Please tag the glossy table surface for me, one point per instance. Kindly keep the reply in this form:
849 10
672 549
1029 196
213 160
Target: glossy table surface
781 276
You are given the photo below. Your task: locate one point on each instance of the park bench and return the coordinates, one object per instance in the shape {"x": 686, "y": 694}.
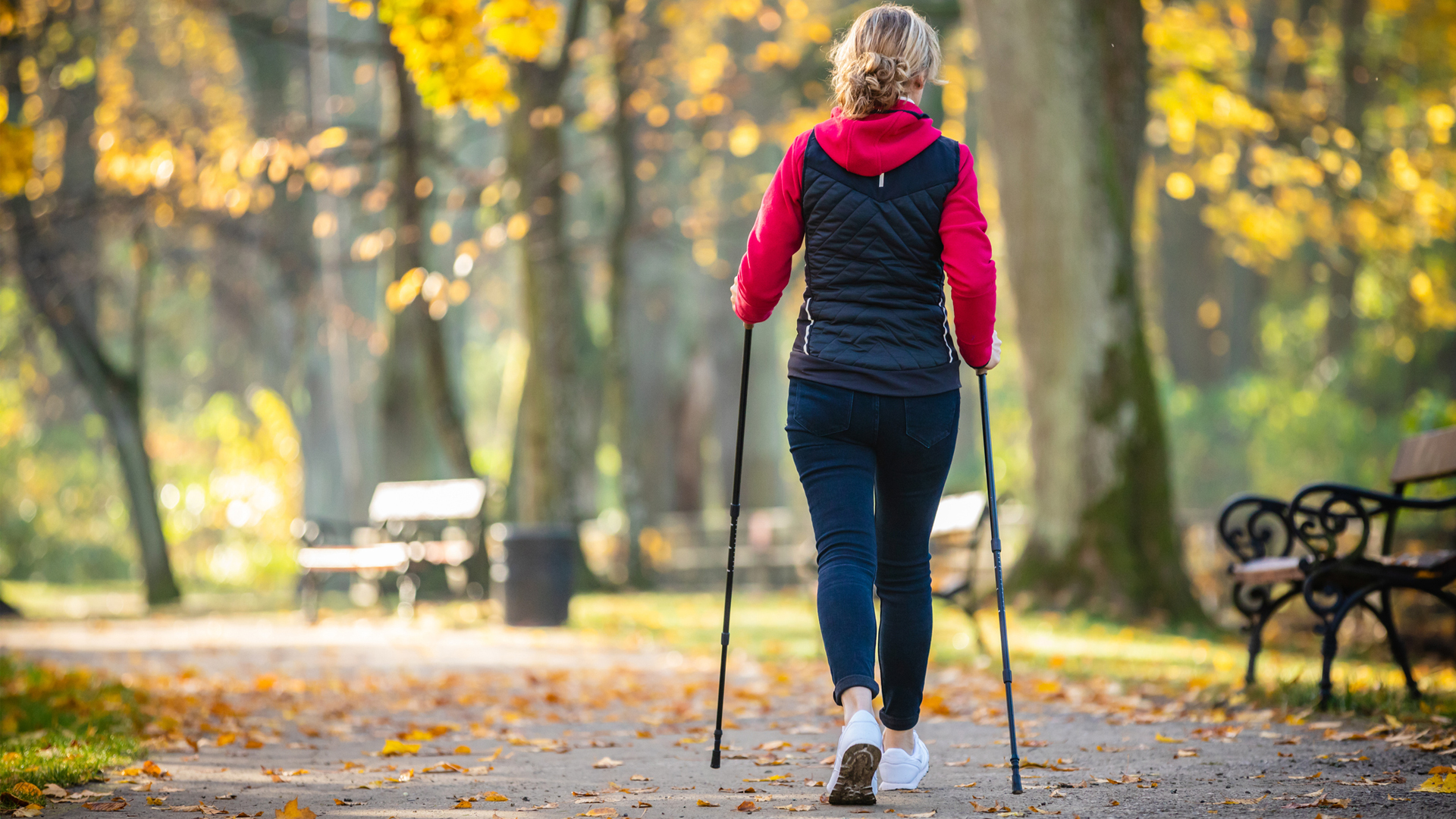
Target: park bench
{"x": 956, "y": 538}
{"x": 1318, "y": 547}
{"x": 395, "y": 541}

+++

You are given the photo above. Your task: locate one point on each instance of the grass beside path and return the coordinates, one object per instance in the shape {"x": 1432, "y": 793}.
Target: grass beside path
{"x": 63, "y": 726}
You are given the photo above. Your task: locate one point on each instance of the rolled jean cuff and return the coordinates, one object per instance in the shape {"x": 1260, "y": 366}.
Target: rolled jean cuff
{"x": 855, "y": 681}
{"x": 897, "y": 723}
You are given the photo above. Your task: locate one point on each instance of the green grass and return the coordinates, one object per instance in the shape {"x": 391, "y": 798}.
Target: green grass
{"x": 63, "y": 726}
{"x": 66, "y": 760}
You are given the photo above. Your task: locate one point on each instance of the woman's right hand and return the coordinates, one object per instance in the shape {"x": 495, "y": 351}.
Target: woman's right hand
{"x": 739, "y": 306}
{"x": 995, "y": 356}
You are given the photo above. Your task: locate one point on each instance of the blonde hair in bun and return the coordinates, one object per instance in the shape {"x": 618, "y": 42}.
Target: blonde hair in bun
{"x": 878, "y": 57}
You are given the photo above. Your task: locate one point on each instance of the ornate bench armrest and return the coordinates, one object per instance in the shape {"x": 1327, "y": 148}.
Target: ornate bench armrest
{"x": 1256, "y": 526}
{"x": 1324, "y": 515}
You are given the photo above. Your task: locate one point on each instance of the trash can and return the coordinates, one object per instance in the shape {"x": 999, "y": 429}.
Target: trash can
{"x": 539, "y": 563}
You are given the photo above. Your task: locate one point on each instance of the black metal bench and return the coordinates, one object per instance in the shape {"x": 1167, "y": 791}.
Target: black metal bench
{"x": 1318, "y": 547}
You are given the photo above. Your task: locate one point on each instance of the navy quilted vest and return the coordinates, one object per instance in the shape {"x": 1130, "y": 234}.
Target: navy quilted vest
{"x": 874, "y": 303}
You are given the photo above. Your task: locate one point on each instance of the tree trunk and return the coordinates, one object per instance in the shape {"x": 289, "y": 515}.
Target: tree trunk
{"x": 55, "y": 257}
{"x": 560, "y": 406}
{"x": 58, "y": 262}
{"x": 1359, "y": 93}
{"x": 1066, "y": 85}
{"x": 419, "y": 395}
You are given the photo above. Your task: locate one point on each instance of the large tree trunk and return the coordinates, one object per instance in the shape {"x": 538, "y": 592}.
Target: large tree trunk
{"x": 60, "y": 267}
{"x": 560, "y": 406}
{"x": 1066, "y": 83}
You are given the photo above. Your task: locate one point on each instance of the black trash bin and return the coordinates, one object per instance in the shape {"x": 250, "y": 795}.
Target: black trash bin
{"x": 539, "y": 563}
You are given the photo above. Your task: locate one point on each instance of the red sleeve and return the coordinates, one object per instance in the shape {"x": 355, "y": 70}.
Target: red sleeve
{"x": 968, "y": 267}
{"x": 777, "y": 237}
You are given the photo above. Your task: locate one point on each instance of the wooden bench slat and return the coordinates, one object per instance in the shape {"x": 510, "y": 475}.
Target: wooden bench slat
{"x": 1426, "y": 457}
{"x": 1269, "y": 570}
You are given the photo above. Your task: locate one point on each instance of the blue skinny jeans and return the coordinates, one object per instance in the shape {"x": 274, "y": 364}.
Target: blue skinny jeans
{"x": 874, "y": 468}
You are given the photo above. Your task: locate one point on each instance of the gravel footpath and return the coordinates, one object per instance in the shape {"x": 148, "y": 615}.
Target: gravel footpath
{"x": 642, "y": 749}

+++

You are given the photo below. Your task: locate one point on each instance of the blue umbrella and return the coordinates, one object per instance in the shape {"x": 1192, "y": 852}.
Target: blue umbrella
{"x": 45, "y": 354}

+++

Short problem:
Please pick out every row above that contains the word "black". Case counts, so match capital and lowercase letters as they appear.

The answer:
You are given the photo above. Your task: locate one point on each instance of the black metal bench and return the coordinates, one object per instance in the shape {"x": 1167, "y": 791}.
Target: black metal bench
You are given the photo above. Your task: locate one point on each instance of the black trash bin and return the coordinates, one object per instance in the shape {"x": 250, "y": 795}.
Target: black trash bin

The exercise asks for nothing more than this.